(Region pointing data)

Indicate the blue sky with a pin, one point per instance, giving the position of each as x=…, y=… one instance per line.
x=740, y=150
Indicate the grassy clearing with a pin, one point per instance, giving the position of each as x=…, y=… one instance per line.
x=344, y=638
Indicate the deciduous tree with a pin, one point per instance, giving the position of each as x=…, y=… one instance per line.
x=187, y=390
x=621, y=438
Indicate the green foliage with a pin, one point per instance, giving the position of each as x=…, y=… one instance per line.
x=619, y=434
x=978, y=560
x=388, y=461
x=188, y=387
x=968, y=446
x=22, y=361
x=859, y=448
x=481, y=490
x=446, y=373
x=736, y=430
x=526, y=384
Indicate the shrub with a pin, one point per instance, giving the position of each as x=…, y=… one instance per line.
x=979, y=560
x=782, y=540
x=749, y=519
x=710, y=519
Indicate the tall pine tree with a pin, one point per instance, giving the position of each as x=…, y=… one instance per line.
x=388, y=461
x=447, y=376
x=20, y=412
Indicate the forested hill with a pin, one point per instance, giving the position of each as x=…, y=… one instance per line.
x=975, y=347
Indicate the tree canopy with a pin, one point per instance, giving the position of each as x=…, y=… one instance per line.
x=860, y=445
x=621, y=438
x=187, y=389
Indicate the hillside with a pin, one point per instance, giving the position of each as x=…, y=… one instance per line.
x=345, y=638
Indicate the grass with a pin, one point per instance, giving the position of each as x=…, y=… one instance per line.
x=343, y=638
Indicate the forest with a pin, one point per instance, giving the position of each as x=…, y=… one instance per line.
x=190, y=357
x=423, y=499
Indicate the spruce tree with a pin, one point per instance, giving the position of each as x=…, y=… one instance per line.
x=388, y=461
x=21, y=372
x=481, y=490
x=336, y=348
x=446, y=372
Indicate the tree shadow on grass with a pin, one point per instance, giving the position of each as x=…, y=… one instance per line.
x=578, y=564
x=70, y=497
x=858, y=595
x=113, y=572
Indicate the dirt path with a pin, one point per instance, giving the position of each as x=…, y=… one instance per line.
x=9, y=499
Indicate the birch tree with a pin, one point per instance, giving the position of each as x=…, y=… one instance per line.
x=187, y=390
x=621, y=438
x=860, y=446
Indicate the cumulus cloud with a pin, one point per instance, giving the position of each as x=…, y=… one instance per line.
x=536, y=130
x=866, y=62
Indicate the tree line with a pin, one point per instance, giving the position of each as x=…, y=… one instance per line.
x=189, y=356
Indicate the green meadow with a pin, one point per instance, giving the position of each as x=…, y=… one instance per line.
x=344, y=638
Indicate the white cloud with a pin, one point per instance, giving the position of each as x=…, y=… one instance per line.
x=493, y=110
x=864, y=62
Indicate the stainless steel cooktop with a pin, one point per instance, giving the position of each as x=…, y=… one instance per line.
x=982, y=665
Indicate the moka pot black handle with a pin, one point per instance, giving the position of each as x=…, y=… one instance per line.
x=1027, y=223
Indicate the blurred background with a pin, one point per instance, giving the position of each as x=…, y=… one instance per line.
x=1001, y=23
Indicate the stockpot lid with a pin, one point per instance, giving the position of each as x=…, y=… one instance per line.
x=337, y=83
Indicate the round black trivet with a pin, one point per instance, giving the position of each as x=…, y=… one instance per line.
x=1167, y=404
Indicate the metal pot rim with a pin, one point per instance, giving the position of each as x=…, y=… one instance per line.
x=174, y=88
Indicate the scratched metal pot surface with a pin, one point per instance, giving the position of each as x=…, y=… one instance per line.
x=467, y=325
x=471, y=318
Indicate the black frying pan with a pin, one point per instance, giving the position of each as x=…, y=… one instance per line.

EXERCISE DESCRIPTION = Only the lines from the one holding "Indicate the white" through the final line of the entries, both included, should be given again, word for word.

FINISHED TASK =
Indicate the white cloud with a pin, one point per instance, giving the position of each as x=…, y=… one instance per line.
x=493, y=110
x=864, y=62
Indicate the stainless steel cooktop with a pin, one point per instance, giving the position of each as x=…, y=… one instance per line.
x=982, y=665
Indicate the moka pot black handle with a pin, one point per instance, giving the position of each as x=…, y=… one instance per line.
x=1027, y=223
Indicate the blurred background with a pin, one point per instance, giving the position of each as x=…, y=… one instance per line.
x=1001, y=23
Indicate the stockpot lid with a pin, one point per instance, giving the position of each as x=…, y=… one instance per line.
x=337, y=83
Indicate the round black trivet with a pin, one point per instance, giving the position of each as x=…, y=… one instance per line.
x=1167, y=404
Indicate the metal pot rim with a pin, one point per instance, giving the position of each as x=…, y=… one instance per line.
x=174, y=88
Indicate the scratched metal pot surface with a pin, one point per instance, giving the position of each as x=…, y=… one instance per line.
x=467, y=325
x=471, y=318
Indicate the black frying pan with a pin, one point per instance, giving the position of each as x=…, y=… one instance per line.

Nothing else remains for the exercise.